• **WRITTEN PROBLEM**:
Please list every line below that contains the word "white", copying each one in full.

• **SUPPLIED DATA**:
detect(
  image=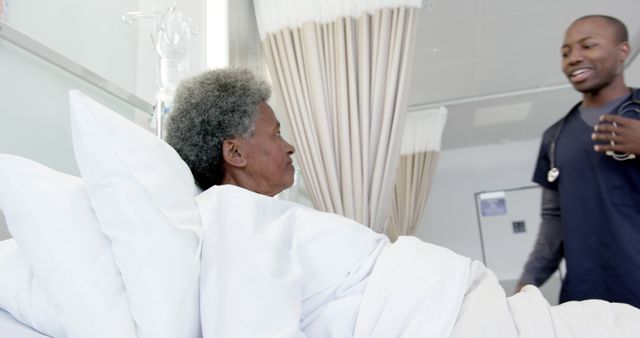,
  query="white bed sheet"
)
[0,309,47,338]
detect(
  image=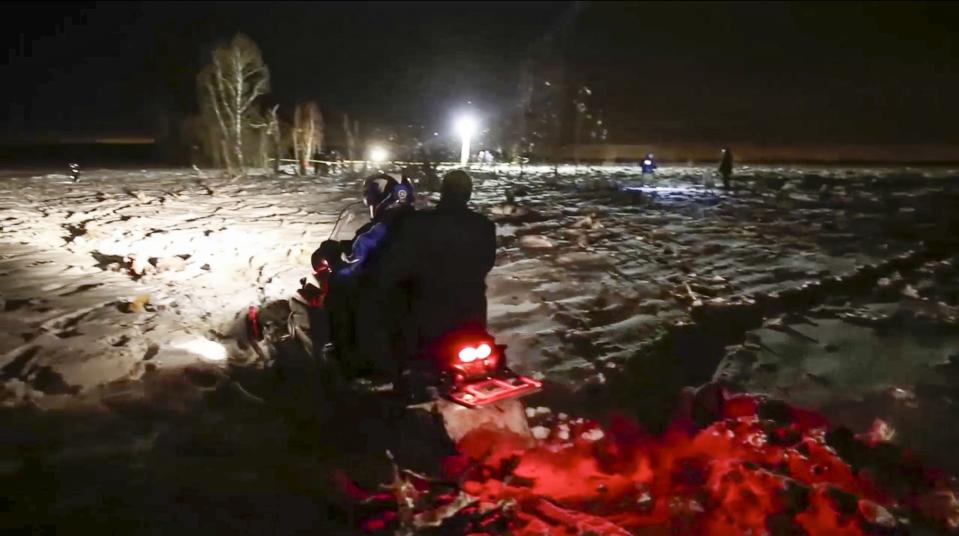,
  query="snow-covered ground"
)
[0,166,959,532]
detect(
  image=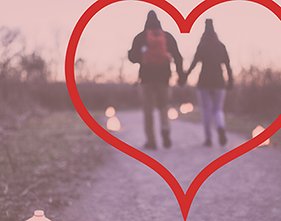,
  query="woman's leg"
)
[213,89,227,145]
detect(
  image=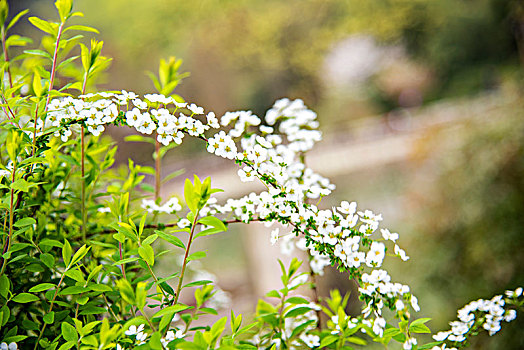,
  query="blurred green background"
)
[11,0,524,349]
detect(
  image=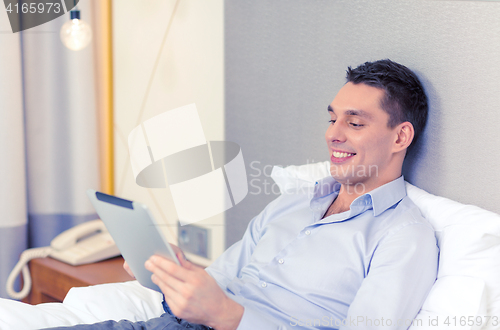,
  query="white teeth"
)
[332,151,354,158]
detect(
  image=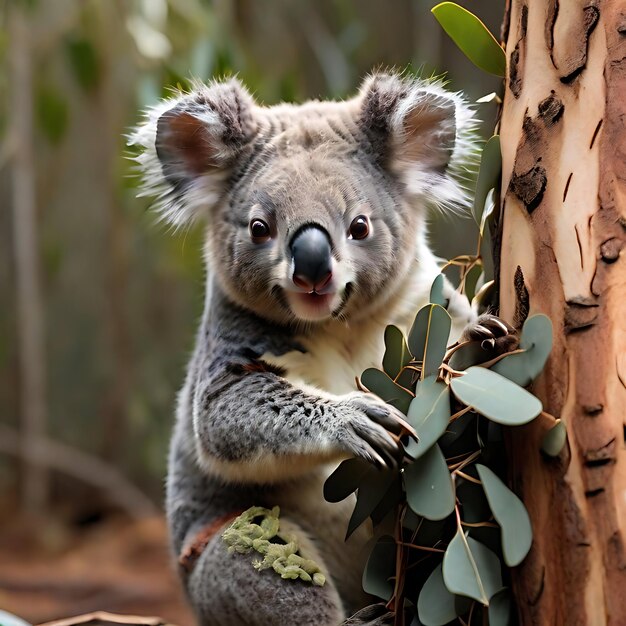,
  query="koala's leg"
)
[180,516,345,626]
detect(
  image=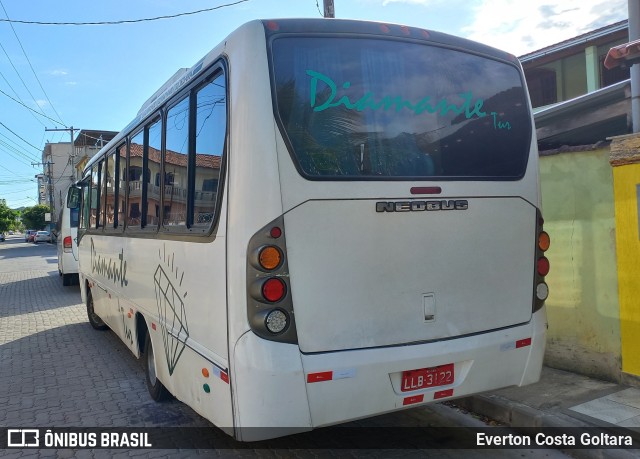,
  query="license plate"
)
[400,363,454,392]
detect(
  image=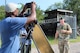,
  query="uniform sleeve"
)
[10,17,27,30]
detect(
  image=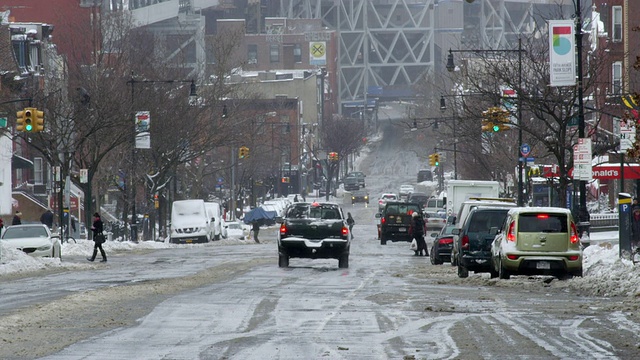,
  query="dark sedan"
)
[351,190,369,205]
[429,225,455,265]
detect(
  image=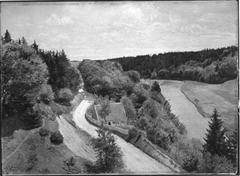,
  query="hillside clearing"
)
--
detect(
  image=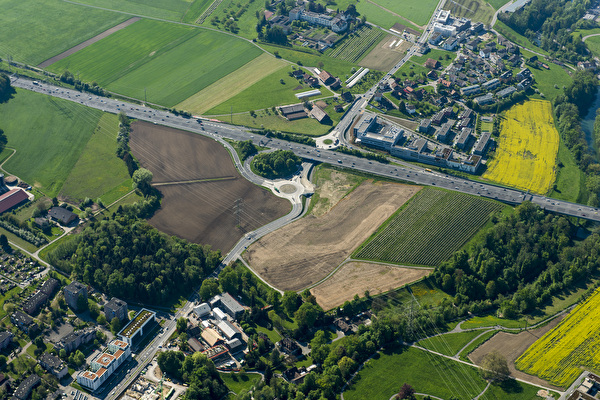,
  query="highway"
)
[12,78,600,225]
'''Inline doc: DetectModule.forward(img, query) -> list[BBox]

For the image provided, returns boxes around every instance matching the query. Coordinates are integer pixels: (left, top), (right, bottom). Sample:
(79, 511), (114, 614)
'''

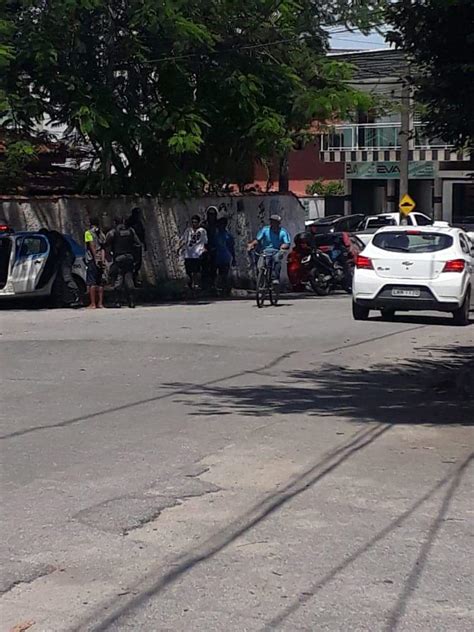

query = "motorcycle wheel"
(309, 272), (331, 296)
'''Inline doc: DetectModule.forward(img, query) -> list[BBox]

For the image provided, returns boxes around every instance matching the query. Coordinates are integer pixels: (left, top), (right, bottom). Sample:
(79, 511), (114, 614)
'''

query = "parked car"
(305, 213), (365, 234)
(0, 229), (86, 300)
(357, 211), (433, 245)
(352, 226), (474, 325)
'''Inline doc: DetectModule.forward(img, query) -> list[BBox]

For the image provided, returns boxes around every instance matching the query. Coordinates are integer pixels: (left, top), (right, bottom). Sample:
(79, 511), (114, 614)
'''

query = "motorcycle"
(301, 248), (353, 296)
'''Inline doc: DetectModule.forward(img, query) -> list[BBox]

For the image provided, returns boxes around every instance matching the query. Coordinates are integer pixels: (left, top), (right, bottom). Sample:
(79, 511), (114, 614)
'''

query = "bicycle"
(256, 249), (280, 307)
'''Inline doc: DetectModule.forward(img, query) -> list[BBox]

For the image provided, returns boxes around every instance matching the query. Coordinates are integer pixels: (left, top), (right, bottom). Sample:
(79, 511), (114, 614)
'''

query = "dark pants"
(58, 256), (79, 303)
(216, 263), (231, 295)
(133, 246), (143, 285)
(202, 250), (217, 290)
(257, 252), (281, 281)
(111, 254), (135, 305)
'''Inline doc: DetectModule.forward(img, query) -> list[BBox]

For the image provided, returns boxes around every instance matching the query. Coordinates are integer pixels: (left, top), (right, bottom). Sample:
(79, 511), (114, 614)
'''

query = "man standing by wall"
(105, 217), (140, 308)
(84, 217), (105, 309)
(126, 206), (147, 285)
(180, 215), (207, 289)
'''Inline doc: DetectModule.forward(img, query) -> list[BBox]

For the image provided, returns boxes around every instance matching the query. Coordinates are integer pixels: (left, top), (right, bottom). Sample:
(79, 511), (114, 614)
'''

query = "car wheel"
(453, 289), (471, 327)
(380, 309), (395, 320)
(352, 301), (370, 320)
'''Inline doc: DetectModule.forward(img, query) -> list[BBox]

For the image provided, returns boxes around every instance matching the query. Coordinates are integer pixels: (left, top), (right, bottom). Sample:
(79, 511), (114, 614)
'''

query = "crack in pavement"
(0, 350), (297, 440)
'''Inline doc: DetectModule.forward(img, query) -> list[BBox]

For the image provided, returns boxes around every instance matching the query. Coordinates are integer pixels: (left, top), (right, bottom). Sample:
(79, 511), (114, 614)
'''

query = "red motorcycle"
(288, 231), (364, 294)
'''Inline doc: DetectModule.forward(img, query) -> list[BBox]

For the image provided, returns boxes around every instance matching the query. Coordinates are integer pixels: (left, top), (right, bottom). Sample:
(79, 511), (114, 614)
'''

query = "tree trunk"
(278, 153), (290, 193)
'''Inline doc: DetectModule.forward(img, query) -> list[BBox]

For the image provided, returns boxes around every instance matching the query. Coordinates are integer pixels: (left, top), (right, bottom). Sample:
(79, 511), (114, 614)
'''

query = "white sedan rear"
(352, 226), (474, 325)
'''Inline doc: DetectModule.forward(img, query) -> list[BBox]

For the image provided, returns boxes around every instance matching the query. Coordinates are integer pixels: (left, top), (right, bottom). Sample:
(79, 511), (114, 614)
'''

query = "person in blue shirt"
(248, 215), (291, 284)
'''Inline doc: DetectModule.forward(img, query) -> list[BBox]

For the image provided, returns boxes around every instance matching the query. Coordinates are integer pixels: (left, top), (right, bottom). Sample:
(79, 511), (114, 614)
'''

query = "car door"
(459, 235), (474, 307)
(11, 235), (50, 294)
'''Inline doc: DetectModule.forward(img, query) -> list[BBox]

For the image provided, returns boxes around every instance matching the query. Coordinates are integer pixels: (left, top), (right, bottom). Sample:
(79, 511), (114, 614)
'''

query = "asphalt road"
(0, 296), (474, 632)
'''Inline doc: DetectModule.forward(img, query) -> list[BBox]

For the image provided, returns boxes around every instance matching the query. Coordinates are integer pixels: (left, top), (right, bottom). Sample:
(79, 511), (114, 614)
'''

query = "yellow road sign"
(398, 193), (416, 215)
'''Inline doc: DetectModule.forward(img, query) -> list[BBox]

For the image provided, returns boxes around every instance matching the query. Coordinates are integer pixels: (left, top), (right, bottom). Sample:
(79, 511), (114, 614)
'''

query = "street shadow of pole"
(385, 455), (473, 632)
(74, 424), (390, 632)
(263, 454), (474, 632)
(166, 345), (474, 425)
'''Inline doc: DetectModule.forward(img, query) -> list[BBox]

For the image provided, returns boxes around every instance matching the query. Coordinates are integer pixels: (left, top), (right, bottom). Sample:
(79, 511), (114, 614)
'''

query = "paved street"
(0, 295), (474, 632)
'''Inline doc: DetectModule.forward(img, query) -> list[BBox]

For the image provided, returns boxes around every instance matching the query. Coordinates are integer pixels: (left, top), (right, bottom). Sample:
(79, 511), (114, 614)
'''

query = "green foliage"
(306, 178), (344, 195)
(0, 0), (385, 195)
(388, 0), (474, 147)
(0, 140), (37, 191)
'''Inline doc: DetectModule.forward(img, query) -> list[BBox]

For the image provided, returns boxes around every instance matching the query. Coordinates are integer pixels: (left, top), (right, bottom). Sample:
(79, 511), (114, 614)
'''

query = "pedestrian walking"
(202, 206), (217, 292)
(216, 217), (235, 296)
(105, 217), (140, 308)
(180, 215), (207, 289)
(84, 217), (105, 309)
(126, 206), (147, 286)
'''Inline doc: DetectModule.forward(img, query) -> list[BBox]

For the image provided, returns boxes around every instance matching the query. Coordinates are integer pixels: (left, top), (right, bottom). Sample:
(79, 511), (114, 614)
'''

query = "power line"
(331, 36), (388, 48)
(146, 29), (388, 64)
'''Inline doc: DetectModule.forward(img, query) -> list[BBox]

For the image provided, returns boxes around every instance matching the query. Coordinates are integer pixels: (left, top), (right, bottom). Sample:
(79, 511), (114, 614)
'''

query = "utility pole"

• **SOLUTION FOR THIS EXERCISE**:
  query="white bed sheet"
  query="white teeth"
query = "white sedan rear"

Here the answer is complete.